[START OF Data supplied]

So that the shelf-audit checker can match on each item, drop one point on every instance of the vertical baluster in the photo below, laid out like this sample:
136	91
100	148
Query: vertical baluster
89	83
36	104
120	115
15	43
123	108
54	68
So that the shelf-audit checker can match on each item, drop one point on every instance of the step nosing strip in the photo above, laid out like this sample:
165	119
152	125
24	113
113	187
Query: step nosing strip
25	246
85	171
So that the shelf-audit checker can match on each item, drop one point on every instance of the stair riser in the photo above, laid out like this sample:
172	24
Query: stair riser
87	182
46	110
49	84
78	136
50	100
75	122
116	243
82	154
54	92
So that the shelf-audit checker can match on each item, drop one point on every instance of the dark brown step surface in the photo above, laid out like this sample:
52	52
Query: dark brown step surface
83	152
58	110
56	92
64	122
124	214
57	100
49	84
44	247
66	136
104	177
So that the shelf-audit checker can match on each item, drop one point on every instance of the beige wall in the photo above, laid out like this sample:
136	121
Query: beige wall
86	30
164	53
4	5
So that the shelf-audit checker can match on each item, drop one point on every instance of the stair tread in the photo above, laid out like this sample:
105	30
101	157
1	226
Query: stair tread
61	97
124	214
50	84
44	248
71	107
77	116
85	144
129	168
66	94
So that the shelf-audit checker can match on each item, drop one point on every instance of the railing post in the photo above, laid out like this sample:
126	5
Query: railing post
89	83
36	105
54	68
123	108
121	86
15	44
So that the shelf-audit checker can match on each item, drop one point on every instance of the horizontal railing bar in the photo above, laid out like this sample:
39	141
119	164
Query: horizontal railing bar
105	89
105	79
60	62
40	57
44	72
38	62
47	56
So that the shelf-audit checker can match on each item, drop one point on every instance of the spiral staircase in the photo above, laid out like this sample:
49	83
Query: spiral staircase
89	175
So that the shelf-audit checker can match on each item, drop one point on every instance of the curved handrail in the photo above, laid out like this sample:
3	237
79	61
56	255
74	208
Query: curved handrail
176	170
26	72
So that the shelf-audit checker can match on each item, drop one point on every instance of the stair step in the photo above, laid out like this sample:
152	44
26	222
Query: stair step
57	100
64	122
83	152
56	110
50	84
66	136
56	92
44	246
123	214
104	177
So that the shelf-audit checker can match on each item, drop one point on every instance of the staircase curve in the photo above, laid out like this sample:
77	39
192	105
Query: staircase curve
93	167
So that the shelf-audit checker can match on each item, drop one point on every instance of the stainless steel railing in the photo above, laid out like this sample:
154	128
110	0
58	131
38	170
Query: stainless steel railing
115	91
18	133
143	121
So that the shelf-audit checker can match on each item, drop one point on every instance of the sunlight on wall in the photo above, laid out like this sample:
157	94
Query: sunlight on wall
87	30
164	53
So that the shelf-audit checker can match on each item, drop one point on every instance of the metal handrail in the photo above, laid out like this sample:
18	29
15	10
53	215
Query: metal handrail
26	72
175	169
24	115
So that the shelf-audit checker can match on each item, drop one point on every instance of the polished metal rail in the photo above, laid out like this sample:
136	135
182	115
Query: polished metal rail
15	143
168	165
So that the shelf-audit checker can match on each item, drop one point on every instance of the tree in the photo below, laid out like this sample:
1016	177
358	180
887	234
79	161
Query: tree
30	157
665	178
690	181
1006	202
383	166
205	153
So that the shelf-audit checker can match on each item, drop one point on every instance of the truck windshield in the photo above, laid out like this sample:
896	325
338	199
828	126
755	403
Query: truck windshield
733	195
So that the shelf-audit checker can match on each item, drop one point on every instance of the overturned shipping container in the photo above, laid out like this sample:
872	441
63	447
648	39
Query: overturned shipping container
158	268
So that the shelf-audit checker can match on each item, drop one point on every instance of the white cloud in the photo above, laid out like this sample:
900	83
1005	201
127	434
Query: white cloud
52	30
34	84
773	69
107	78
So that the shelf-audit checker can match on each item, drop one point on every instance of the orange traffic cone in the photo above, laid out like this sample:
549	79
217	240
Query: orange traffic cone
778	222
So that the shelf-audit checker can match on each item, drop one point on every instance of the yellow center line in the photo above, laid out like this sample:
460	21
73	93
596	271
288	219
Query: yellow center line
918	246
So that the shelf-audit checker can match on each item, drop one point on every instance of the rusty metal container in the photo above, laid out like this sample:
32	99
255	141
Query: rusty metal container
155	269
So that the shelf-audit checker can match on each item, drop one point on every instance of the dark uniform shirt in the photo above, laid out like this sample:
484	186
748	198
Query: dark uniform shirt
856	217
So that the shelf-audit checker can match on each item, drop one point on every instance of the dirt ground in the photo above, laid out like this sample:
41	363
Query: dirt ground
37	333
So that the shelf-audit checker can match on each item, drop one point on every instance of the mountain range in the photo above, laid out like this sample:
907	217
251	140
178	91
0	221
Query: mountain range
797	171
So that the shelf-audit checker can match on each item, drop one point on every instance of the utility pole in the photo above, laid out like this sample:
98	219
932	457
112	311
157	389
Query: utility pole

[END OF Data supplied]

Goal: Please give the lines of the entries above as a JSON list of strings, one string per line and blank lines omitted, starting at the line containing "of the rusty" and ending at the last line of the entries.

Output of the exercise:
[
  "So that the shelf-audit checker can match on each item, drop one point on every instance of the rusty metal container in the photo above, laid out like this sample:",
  "32\t99",
  "255\t141",
  "Query: rusty metal container",
  "155\t269",
  "So that the shelf-audit checker can match on each item, drop one point on every instance of the dark uniform shirt in the photo above, laid out like this sample:",
  "484\t186",
  "748\t198",
  "Query: dark uniform shirt",
  "856\t217",
  "So that the shelf-audit checker can match on each item, drop one point on every instance of the dirt ground in the photo above, laid out like this sample:",
  "41\t363",
  "Query: dirt ground",
  "37\t333",
  "So that the shelf-audit checker can match on each item, drop one point on every instance of the mountain range in the photo above, laid out like this sample:",
  "907\t217",
  "251\t140",
  "178\t91",
  "0\t221",
  "Query: mountain range",
  "797\t171",
  "So that the shelf-audit checker can match on each item, drop one point on every instance of the utility pole in the photo above, laid out like this sample:",
  "98\t219",
  "932\t457",
  "112\t311",
  "157\t389",
  "Query: utility pole"
]